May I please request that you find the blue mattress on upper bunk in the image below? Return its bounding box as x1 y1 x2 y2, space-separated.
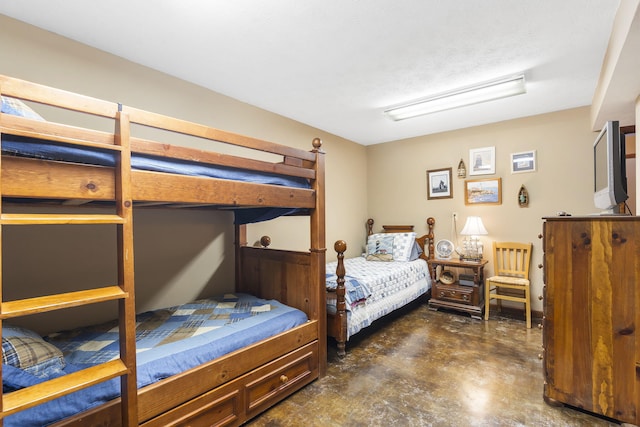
2 134 311 224
2 294 308 427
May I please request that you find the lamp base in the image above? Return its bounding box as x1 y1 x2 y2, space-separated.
460 255 482 262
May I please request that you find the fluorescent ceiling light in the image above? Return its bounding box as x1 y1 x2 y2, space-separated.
384 74 527 121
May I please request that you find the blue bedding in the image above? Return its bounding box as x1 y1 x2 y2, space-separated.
2 294 308 427
2 134 310 224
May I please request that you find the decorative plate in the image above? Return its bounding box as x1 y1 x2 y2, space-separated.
440 270 456 285
436 240 454 259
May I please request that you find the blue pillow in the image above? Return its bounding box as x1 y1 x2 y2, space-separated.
0 96 44 122
2 324 66 378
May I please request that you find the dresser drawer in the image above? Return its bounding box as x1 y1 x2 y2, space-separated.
432 283 478 305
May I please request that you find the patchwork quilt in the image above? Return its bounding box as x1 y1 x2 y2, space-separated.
2 294 308 427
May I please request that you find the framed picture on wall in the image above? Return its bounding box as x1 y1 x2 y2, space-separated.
464 178 502 205
427 168 453 200
469 147 496 175
511 150 536 173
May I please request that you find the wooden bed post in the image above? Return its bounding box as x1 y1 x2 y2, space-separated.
309 138 327 378
234 224 247 289
365 218 373 236
427 216 436 259
333 240 347 357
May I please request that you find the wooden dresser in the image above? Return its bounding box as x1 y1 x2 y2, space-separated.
542 216 640 425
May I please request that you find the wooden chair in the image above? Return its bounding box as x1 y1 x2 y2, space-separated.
484 242 532 328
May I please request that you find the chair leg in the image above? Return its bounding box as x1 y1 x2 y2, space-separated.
484 282 491 320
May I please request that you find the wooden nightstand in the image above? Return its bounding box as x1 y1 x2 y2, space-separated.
428 258 489 319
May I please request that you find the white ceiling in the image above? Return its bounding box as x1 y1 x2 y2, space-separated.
0 0 620 145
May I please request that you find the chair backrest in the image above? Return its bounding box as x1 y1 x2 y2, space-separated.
493 242 532 279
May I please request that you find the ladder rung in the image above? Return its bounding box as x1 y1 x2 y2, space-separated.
0 286 129 319
2 359 129 416
0 214 125 225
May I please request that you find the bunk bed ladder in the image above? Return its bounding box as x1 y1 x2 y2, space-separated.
0 111 138 426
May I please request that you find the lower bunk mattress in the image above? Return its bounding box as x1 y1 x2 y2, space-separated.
2 294 308 427
326 257 431 339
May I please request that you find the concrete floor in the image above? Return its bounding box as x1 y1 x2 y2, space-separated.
247 303 616 427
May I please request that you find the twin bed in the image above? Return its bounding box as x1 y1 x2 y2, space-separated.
0 76 327 426
326 218 435 356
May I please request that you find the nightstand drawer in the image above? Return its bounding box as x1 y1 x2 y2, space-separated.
432 283 478 305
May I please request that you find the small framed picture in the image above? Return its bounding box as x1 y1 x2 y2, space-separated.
427 168 453 200
511 150 536 173
469 147 496 175
464 178 502 205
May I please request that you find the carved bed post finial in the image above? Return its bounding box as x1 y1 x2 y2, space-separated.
333 240 347 357
311 138 322 151
367 218 373 236
260 236 271 248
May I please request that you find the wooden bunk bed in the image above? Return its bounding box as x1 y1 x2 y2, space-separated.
0 76 326 426
326 217 435 357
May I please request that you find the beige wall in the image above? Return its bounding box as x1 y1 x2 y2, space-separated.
0 15 367 330
367 107 596 310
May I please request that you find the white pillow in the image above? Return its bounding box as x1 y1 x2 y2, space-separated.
391 232 416 261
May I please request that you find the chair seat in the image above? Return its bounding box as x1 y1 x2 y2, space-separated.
487 276 529 286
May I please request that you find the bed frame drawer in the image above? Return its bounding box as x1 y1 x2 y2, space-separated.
142 341 318 427
142 383 243 427
433 283 478 305
245 341 318 417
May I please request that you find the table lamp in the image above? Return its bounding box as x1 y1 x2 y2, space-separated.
460 216 489 261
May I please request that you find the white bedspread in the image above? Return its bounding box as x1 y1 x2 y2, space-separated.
327 257 431 339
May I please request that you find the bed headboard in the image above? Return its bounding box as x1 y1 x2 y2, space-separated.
367 217 436 260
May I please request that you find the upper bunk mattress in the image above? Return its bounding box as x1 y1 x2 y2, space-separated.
2 134 310 188
2 294 308 427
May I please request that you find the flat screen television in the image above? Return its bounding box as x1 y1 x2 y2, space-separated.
593 121 628 214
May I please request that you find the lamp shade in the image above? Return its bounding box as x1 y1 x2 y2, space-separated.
460 216 489 236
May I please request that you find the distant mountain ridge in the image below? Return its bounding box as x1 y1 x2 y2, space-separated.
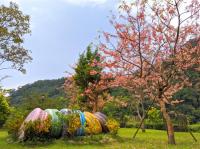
10 78 65 105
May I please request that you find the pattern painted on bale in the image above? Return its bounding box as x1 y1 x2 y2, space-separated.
84 112 102 134
19 108 108 140
19 108 48 140
45 109 62 137
94 112 109 133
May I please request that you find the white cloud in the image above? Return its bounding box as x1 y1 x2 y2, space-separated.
63 0 107 6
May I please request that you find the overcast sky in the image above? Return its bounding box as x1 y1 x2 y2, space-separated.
0 0 122 88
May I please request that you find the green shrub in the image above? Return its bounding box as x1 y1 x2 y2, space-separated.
24 116 51 143
5 109 26 140
106 119 120 135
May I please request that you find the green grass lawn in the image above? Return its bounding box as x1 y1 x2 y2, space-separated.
0 128 200 149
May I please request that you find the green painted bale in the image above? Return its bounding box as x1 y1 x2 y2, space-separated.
45 109 62 138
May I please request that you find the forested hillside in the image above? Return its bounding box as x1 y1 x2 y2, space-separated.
10 78 64 105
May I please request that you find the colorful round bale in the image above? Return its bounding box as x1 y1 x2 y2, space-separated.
84 112 102 134
73 110 86 136
94 112 109 133
19 108 48 140
60 109 72 137
60 109 72 115
45 109 62 138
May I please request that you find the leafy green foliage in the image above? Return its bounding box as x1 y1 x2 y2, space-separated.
147 107 163 123
0 2 32 73
10 78 65 105
24 116 51 143
73 46 102 110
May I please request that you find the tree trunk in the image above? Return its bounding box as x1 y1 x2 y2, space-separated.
159 100 176 144
136 100 145 132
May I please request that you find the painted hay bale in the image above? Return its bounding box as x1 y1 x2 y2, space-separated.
45 109 62 137
60 109 72 115
73 110 86 136
94 112 109 133
19 108 48 140
84 112 102 134
60 109 72 137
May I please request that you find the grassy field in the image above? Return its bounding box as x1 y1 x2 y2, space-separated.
0 128 200 149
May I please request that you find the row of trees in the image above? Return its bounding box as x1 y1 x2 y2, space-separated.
66 0 200 144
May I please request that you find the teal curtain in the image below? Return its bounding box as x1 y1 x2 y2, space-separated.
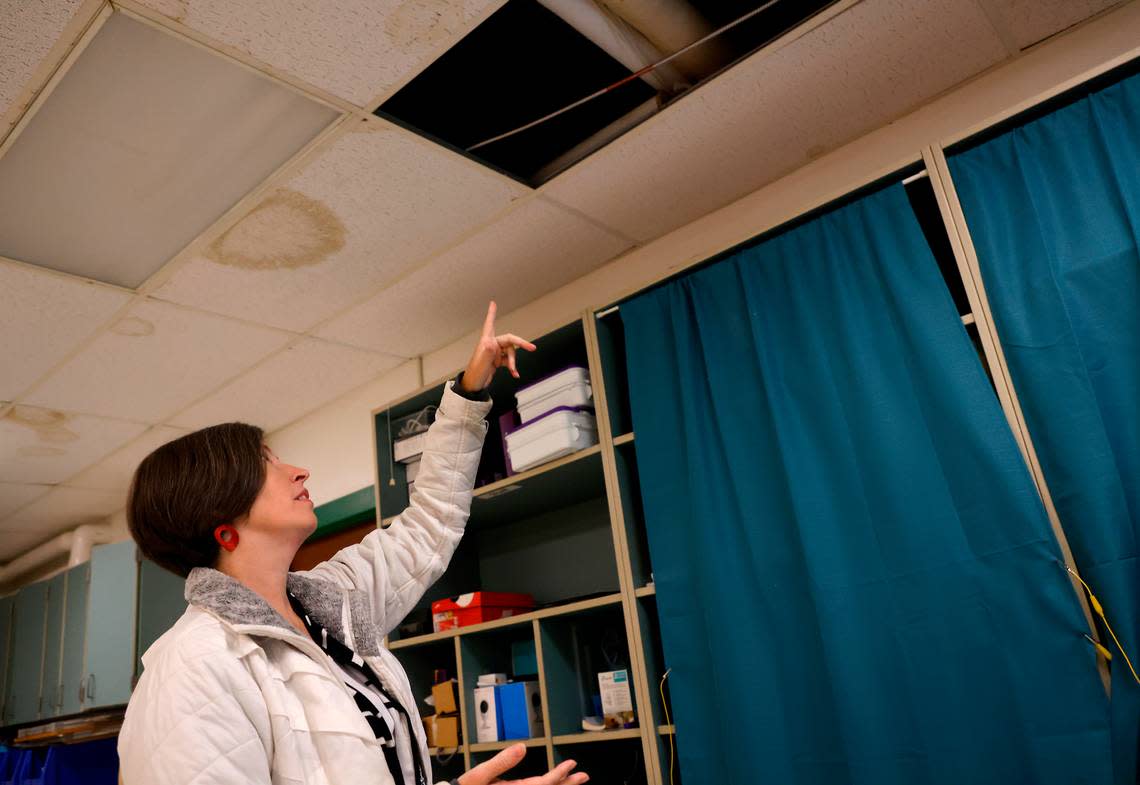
620 186 1110 785
950 70 1140 785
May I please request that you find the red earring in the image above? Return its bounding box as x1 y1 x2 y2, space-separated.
214 523 238 550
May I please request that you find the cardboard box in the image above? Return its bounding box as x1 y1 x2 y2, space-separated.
431 679 459 714
597 670 635 728
433 714 459 750
498 681 545 741
474 686 503 744
431 591 535 632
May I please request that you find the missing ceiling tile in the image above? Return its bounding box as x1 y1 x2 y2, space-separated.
376 0 834 187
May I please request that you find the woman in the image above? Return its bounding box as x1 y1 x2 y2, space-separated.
119 303 588 785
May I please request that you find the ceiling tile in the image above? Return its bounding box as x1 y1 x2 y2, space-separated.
0 0 83 116
0 14 336 288
982 0 1121 49
0 406 146 483
0 260 131 399
318 198 630 355
0 482 51 528
543 0 1005 240
3 485 127 539
154 122 529 332
25 301 292 423
133 0 504 106
171 338 406 432
67 425 187 491
0 526 60 562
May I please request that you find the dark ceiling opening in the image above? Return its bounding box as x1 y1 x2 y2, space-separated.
376 0 834 187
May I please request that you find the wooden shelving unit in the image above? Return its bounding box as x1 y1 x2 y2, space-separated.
373 312 679 785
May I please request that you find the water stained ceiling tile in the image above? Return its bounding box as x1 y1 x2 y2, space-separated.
3 485 127 539
171 338 405 432
0 0 83 117
543 0 1005 240
0 261 131 400
0 526 57 562
67 425 187 491
0 14 336 288
0 406 146 484
0 482 51 528
154 122 528 332
134 0 503 106
980 0 1121 49
318 198 630 355
25 301 291 424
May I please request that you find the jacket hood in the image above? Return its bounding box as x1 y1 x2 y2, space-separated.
185 567 380 656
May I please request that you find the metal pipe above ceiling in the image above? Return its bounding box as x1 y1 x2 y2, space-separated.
538 0 691 95
599 0 733 79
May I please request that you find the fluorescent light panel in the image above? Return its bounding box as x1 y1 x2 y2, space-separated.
0 14 335 288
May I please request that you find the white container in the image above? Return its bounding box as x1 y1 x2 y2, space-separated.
515 366 594 424
392 431 428 464
474 685 502 744
506 407 597 472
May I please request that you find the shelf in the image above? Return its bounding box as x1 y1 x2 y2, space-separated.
554 728 641 744
470 736 548 752
388 594 621 651
469 444 605 529
428 746 463 758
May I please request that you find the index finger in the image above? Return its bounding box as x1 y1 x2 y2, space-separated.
483 300 498 338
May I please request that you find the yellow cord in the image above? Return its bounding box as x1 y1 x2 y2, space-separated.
1065 564 1140 684
658 668 677 785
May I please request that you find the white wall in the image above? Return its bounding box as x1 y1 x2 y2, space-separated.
261 2 1140 514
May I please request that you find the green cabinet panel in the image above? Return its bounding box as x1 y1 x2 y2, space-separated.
82 540 138 709
40 572 67 718
59 562 91 714
5 582 48 725
0 595 16 717
135 559 186 673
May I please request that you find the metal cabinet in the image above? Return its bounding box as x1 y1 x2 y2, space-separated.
59 562 91 714
135 559 186 678
81 540 138 710
3 582 48 725
39 572 67 718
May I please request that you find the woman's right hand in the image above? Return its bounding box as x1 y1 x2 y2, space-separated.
459 744 589 785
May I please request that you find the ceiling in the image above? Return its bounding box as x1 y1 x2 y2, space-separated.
0 0 1118 561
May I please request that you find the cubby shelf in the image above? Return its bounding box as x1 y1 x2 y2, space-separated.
373 312 671 785
388 594 621 651
469 736 549 752
554 728 641 744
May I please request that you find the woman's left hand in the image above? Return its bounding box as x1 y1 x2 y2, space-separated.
462 301 536 392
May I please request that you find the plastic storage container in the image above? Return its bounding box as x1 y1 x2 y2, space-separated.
515 366 594 425
506 407 597 472
431 591 535 632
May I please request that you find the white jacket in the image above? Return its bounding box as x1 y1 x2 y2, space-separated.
119 390 490 785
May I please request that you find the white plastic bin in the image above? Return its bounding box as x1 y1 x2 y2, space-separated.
515 366 594 424
506 407 597 472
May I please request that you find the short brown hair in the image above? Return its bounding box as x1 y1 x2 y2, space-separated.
127 423 266 578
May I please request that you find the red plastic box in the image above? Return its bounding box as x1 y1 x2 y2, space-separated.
431 591 535 632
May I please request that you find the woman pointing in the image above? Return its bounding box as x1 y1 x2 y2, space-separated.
119 303 588 785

========

REQUEST: Copy the entries verbatim from the line with "May I please request that you find the white cloud" to the line with "10 78 64 105", including both of those lines.

SOLUTION FOR THIS EXERCISE:
May I please request that you find the white cloud in the image above? Return its bounding box as x1 y1 x2 y2, space-separated.
63 0 107 6
May I please request that you find the overcast sky in the image above? Return its bounding box as x1 y1 x2 y2, space-separated.
0 0 122 88
May I please request that you find the green shrub in the image above? Return its bounding box as x1 y1 x2 y2, space-separated.
24 116 51 143
5 109 26 140
106 119 120 135
May I please request that you find the green grass lawn in the image above? Return its bounding box as x1 y1 x2 y2, space-separated.
0 128 200 149
May I please request that you find the green painted bale in the image above? Return its bounding box as x1 y1 x2 y2, space-separated.
45 109 62 138
May I please request that you find the forested hillside in the image above? Return its bounding box as x1 y1 x2 y2, space-separated.
10 78 64 105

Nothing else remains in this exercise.